**THE TASK:**
Lay out the lines of every item below as a numbered list, leaving out any blank lines.
++++
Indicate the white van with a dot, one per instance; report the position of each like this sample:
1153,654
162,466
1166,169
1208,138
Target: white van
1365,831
++++
**RESPONSE BELOW:**
1. Indicate the white van with a dot, one per instance; report the position of each like this sample:
2. 1153,654
3. 162,466
4. 1166,169
5. 1208,138
6. Target: white van
7. 1365,831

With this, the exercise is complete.